* _Supplied text_:
============

On this page, I write my last confessions
Read it well, when I, at last, am sleeping
It's the story, of those who always loved you
The extraordinarily short version is that I don't in fact think I am a bad person and I feel harassed. Another update in a second.
I saw the below image on an LGBTQIA forum last night. Wow. I am not exactly surprised, I've been seeing this coming for 8ish years. But under circumstances like these, is it any wonder that I am terrified of being killed by torture in the night by a stranger, or being denied medical care or even harmed by doctors, or going to the hospital and being sent to the wrong unit, then treated for things I did not go there to be treated for, or arrested for nonsense reasons, or fired for nonsense reasons. In fact, some of these things have actually happened, or close to happened, without going into details. My family has done quite a bit to make it safer for me, and so has the democratic party in Minnesota, but even so, it is rough going. I actually found LSU to be extremely helpful and welcoming between 2014-2017 as well, although Baton Rouge is kind of a mixed bag. I have literally been told over and over on the internet, that trans people should be eradicated, that being trans or gay is equivalent to being a pedophile (I assure you it is not). With people threatening like this, my life is in danger all the time. When things happen on the news, I am scared of being framed, but I am also scared of being assaulted or harmed.
The text below reads
"...only calling for the death penalty and suicide for the actual sodomites (homosexuals). The Bible teaches that those people are worthy of death. They are supposed to be executed by the government. We are not to take the law into our own hands." Sure Foundation Baptist Church Indianapolis. Below that, on the scroll line of the TV, "CHURCH CALLS FOR LGBTQ+ MEMBERS TO DIE BY SUICIDE"

============

* _Entries supplied_:
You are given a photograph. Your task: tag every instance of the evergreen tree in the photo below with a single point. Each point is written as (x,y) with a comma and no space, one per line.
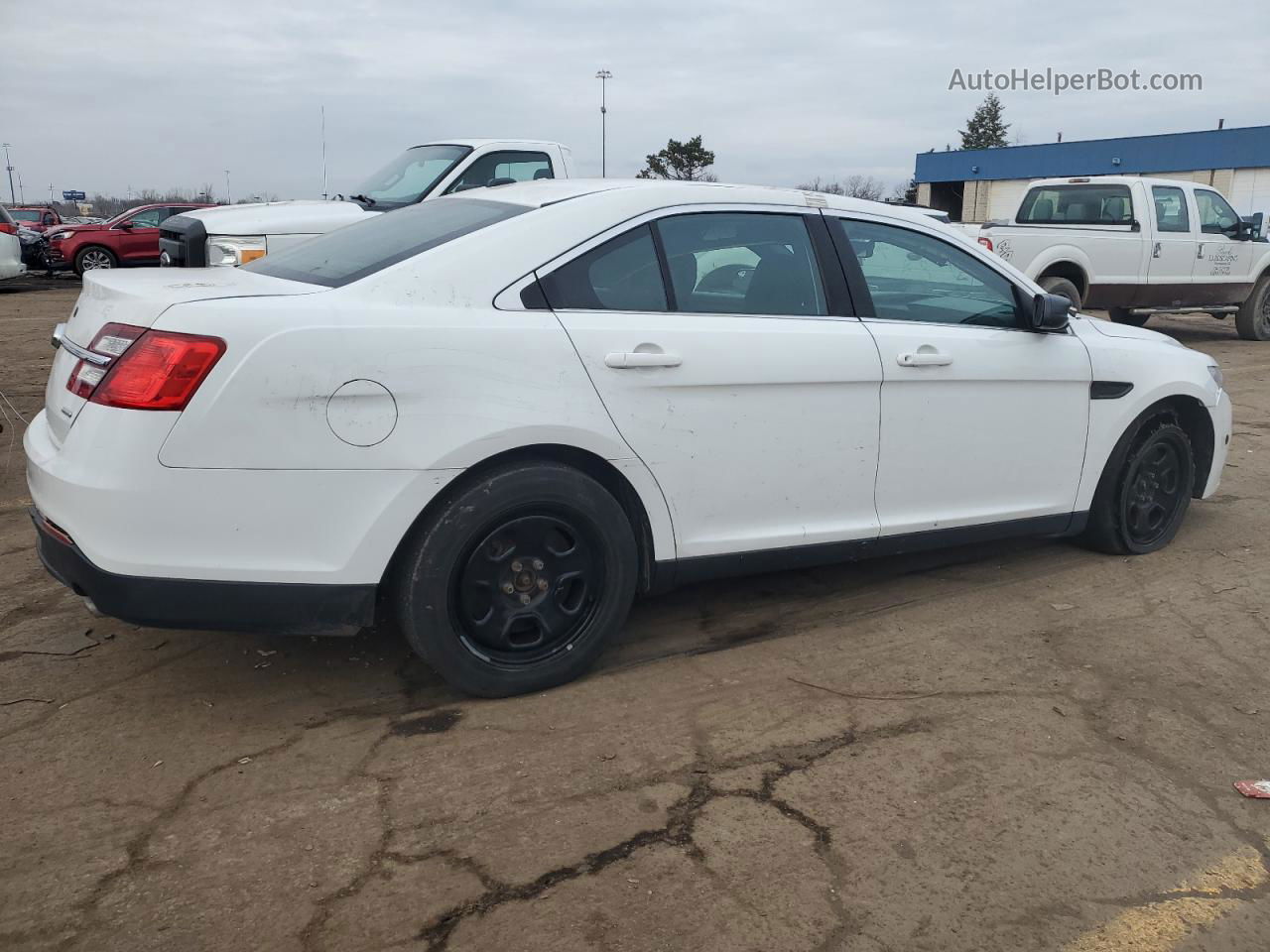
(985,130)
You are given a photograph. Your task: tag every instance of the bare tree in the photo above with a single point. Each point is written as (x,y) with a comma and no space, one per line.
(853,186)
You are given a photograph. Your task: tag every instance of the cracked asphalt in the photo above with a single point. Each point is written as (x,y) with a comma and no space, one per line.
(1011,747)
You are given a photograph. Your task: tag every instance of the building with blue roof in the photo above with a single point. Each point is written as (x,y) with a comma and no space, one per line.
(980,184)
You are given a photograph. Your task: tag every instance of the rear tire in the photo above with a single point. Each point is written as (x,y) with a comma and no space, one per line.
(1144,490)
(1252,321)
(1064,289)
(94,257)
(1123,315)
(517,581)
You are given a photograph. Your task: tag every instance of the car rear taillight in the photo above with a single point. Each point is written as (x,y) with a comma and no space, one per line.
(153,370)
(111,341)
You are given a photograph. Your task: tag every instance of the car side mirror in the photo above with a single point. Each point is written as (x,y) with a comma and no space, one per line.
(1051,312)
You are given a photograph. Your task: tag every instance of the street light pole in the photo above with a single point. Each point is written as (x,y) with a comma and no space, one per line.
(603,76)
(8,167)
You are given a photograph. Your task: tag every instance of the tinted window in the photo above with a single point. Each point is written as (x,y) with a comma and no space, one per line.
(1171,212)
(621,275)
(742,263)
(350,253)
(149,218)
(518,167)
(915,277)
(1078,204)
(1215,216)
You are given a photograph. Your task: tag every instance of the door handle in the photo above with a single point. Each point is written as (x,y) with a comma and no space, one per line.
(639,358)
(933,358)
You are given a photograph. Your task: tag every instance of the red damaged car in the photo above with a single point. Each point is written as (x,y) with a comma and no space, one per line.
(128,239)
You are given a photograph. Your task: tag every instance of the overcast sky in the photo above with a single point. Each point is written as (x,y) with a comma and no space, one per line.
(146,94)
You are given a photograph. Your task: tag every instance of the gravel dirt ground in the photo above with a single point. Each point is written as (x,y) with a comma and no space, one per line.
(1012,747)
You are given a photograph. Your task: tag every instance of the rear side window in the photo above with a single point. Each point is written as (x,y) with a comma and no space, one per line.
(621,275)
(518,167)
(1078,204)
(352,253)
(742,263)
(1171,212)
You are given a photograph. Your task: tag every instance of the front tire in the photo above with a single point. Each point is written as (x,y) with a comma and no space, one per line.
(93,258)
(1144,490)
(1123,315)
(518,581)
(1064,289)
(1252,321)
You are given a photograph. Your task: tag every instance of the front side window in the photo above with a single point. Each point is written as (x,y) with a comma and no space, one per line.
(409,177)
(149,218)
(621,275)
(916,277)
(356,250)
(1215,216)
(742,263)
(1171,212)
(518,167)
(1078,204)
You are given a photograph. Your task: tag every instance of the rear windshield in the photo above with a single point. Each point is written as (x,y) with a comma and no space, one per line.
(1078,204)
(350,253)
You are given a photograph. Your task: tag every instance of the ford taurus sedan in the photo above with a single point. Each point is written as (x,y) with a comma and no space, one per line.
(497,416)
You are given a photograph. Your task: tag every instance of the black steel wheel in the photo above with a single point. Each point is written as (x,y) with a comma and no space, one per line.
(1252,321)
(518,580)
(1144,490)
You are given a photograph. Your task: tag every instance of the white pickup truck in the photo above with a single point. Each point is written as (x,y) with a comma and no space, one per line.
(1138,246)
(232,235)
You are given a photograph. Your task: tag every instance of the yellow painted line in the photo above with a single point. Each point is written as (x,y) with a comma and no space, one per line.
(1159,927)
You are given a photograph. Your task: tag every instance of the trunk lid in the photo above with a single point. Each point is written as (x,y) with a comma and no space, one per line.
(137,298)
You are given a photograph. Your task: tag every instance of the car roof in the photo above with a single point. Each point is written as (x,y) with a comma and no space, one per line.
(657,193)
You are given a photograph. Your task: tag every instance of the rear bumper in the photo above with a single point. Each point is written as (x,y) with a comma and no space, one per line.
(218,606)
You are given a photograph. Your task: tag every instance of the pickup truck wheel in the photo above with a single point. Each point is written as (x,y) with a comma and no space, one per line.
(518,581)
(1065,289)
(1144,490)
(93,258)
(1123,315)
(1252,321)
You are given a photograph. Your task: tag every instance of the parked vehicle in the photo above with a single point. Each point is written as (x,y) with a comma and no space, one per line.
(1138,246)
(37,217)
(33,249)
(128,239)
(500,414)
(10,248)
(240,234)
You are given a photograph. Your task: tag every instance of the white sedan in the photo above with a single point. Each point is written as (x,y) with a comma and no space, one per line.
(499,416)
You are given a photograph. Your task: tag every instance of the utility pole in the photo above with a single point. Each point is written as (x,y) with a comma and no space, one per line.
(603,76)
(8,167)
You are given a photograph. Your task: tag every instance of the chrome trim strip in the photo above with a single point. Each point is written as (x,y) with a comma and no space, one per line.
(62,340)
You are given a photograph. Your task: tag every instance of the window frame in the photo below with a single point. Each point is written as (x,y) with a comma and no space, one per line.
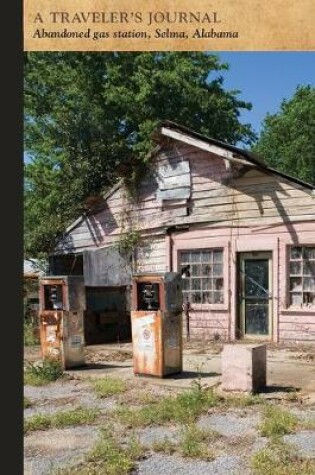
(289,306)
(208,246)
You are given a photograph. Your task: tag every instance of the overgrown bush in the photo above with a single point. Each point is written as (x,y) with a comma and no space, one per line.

============

* _Actions to take_:
1 - In the post about anti-LGBTQ threats, which university did the writer find extremely helpful and welcoming between 2014 and 2017?
2 - Repeat the post about anti-LGBTQ threats from "On this page, I" to "in a second.".
3 - Continue the post about anti-LGBTQ threats from where it ends.
The rows were taken from a separate source.

* _Answers to this exercise_:
1 - LSU

2 -
On this page, I write my last confessions
Read it well, when I, at last, am sleeping
It's the story, of those who always loved you
The extraordinarily short version is that I don't in fact think I am a bad person and I feel harassed. Another update in a second.

3 -
I personally am a very private person, and rarely leave home, spending most of my life on the internet. This is necessary due to seizures, but it is also my personal inclination. I don't drink, do drugs, gamble, smoke, even dance these days although dancing on Guild Wars 2 with my partner was a lot of fun a few years ago and I have had a good time line dancing on cruises, I don't have tattoos or piercings, dye my hair, wear makeup, I guess I have some kind of brightly colored graphic tshirts. I rarely even wear shorts rather than pants. Nobody around here litters, we recycle. I suppose I could exercise more, and I do drink a lot of coffee and eat a lot of sugar. I keep my prescribed medications, sorted, in a medication cabinet, with a locked bag inside, in organizers elaborately labelled inside of that. It takes me an hour to put my pills in my organizer each week. I recognize that organizational skills are a thing I need to work on, and that I need a better schedule and to clean around the house more.
I have volunteered in the past doing the same sort of teaching things that I currently do for pay, and perhaps that is why it pays so badly.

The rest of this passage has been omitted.